Ashley Smith, 19, of Moncton, N.B., strangled herself with a piece of cloth in an Ontario prison in 2007 as guards watched. A psychologist retained by the Correctional Service of Canada concluded her death was likely an accident, not a suicide. ((Smith family photo))

A New Brunswick teen who asphyxiated in an Ontario prison cell while guards watched was restrained and forcibly injected with unnecessary tranquilizers and antipsychotic drugs at another institution three months earlier, a psychiatrist's report says.

Ashley Smith, 19 at the time, was in solitary confinement and on suicide watch when she strangled herself with a piece of cloth in October 2007 at the Grand Valley Institution for Women, a federal prison in Kitchener, Ont.

Three months earlier, Smith had been at Quebec's Joliette Institution, and it is her treatment there that is the subject of a January 2010 report by psychiatrist Paul Beaudry.

The report was done at the request of the federal Office of the Correctional Investigator and provides a medical opinion on Smith's treatment from June 27 to July 26, 2007.

"We saw the use of medication where it was, in our opinion, not clinically warranted," Correctional Investigator Howard Sapers said. "So, in other words it was medication that was being used to manage her behaviour but not necessarily being used for a therapeutic purpose."

Sapers ordered the investigation after information in a report by the Correctional Service of Canada on the use of force on Smith during her stay at Joliette contradicted what was shown in videotape recordings of the incidents.

Inquest should look at whole time in custody: lawyer

Julian Falconer, the Smith family's lawyer, filed Beaudry's report with a coroner's court in Toronto on Monday in an effort to expand the scope of an upcoming inquest into Smith's death.

He argues the inquest should not be limited to the few months Smith spent in Ontario jails but rather look at the entire time she spend in federal custody.

Smith, who first entered the youth criminal justice system at 13 when she was charged with assault and creating a disturbance in a public place, spent the last four years of her life in federal custody. In the last year alone, she was shuttled 17 times among a series of institutions across Canada — including ones in the Maritimes, Ontario and the Prairies.

The Psychiatrist's Report

Read the medical opinion by Dr. Paul Beaudry.

In the report, Beaudry says Smith suffered from an anti-social personality disorder with borderline traits.

On July 22 and 23, 2007, Smith was removed from her cell, placed in restraints and given injections of tranquilizers and anti-psychotic drugs because she had pulled a metal plate off a cell wall and began hurting herself with screws.

*DATA FOR REVIEW:*
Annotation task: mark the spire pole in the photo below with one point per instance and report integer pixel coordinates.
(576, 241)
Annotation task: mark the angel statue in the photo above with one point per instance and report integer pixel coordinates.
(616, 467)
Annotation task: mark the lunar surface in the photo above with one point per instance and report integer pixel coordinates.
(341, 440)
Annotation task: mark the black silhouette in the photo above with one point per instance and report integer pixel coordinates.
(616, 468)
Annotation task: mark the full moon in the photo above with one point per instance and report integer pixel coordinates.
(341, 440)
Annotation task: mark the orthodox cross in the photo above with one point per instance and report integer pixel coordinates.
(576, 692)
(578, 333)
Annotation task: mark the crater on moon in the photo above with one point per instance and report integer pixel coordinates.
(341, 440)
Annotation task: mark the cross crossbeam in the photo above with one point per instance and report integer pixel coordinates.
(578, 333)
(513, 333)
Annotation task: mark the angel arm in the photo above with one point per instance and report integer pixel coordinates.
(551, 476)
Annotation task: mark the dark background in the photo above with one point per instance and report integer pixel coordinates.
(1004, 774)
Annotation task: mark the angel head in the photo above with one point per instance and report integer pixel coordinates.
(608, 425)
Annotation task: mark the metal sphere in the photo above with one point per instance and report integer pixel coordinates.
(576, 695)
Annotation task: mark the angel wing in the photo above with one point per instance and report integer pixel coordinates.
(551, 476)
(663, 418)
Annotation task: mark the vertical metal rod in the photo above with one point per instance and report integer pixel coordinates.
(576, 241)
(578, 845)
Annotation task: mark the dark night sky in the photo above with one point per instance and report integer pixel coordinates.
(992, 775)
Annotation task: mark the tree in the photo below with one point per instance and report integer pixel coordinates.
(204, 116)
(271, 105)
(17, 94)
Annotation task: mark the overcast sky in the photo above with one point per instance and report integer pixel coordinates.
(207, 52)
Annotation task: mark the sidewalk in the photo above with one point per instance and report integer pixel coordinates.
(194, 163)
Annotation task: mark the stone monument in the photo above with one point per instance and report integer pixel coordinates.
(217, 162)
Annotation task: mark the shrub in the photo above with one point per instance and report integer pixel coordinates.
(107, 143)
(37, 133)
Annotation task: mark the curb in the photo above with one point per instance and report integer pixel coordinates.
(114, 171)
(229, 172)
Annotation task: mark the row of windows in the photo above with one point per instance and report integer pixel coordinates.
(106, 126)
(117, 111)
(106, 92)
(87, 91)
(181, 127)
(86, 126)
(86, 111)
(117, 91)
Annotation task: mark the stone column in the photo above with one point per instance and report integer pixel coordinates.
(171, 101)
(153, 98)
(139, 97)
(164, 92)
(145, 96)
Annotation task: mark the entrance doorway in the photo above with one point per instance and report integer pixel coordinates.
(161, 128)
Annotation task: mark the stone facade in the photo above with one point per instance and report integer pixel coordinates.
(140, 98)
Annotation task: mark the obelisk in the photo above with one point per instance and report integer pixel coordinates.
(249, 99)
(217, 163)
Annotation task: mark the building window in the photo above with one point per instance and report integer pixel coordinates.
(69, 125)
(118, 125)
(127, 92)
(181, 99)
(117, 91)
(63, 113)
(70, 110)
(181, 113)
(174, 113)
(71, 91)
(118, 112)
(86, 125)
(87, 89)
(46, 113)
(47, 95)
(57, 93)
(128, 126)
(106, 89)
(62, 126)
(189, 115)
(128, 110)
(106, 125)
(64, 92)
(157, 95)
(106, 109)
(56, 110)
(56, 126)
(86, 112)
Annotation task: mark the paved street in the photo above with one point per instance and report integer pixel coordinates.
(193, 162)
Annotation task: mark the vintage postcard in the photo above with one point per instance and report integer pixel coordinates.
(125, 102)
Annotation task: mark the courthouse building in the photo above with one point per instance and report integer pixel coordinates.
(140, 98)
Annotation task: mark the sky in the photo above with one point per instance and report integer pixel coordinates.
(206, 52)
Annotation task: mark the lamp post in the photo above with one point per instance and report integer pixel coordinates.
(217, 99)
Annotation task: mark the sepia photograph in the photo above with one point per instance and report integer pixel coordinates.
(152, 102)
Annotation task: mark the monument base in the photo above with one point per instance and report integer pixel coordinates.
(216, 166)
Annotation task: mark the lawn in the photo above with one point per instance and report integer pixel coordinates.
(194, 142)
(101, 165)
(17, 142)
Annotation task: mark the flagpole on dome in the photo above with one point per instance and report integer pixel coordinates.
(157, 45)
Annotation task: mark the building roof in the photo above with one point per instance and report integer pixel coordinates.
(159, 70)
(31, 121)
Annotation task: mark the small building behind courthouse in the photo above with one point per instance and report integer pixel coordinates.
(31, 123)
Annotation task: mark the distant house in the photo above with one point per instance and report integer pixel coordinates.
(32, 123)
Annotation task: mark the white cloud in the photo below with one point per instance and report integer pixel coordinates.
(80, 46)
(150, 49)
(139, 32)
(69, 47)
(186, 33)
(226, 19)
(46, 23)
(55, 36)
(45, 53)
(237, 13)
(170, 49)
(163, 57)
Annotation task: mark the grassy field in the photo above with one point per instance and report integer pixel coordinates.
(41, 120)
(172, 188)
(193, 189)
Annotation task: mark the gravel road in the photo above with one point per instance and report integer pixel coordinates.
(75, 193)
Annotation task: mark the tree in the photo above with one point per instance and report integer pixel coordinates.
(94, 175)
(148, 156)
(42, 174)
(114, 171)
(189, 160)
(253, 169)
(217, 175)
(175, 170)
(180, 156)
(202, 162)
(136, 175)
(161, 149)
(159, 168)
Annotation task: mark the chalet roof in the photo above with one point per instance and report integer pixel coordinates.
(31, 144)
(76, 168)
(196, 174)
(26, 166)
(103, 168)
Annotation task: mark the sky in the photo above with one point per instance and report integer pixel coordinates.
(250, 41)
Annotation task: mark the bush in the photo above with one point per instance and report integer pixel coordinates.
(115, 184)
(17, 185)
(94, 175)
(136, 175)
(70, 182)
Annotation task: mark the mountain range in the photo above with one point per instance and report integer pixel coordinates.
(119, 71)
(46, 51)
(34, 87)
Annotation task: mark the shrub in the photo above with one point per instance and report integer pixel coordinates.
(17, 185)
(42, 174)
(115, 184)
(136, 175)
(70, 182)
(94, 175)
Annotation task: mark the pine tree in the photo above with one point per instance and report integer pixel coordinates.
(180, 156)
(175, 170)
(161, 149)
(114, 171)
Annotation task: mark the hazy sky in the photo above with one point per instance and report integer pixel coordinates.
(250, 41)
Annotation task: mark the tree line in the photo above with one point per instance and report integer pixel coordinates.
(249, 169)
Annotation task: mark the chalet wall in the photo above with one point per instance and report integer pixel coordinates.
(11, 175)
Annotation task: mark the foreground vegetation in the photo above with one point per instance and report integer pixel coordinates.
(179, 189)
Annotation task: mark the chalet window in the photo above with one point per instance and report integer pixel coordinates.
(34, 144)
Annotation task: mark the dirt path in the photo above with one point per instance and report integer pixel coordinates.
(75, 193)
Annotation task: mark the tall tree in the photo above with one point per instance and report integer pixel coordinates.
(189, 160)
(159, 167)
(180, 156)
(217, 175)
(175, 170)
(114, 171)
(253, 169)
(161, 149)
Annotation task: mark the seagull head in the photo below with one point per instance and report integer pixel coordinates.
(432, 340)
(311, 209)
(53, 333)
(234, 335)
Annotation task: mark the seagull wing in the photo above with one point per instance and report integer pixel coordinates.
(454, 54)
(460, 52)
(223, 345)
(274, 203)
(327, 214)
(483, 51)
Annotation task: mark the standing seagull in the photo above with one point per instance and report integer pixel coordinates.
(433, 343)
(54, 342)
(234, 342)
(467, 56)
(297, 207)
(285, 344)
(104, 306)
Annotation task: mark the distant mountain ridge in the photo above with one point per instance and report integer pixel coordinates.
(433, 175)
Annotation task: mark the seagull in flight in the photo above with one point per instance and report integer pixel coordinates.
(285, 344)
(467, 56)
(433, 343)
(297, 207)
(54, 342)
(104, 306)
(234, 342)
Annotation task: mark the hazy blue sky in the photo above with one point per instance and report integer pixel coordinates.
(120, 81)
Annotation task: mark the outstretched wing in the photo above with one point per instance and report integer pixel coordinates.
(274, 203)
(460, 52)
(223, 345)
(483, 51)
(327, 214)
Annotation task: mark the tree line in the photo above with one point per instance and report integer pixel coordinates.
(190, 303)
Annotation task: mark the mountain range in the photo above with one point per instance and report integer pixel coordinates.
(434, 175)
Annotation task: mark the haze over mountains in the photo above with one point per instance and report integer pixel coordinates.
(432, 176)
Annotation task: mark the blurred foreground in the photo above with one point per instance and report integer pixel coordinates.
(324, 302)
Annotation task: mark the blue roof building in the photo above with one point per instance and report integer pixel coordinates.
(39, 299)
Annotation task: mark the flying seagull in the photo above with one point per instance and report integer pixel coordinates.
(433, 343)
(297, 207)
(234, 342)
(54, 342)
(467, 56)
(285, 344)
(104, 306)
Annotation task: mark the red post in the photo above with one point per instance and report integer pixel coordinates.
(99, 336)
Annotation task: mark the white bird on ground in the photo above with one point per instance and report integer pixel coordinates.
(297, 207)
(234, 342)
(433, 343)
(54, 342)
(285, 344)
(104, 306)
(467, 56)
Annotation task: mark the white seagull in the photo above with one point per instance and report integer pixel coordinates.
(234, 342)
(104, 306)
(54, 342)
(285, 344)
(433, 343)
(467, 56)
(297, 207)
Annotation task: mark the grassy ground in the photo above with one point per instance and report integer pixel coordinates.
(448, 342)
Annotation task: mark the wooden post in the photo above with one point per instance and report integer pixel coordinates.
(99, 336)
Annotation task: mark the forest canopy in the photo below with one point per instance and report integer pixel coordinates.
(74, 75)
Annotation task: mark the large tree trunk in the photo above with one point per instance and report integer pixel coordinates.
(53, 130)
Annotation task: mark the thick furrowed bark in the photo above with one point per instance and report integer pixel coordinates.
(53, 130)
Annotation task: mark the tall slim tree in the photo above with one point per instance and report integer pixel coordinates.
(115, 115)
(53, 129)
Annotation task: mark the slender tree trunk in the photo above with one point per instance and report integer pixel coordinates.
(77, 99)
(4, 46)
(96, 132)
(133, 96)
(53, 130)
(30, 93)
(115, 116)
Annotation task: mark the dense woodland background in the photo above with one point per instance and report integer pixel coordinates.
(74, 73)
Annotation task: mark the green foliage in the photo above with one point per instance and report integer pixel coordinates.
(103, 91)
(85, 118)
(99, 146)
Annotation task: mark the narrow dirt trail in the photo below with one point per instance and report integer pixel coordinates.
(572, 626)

*QUESTIONS:*
a - Answer these questions using the article on Ashley Smith.
(i) In which federal prison was Smith when she strangled herself?
(ii) At whose request was the psychiatrist's report prepared?
(iii) How many times was Smith moved among institutions in the last year of her life?
b - Print the part of the Ashley Smith article from "He argues the inquest should" to "with borderline traits.".

*ANSWERS GIVEN:*
a -
(i) The Grand Valley Institution for Women in Kitchener, Ont.
(ii) The federal Office of the Correctional Investigator.
(iii) 17 times.

b -
He argues the inquest should not be limited to the few months Smith spent in Ontario jails but rather look at the entire time she spend in federal custody.

Smith, who first entered the youth criminal justice system at 13 when she was charged with assault and creating a disturbance in a public place, spent the last four years of her life in federal custody. In the last year alone, she was shuttled 17 times among a series of institutions across Canada — including ones in the Maritimes, Ontario and the Prairies.

The Psychiatrist's Report

Read the medical opinion by Dr. Paul Beaudry.

In the report, Beaudry says Smith suffered from an anti-social personality disorder with borderline traits.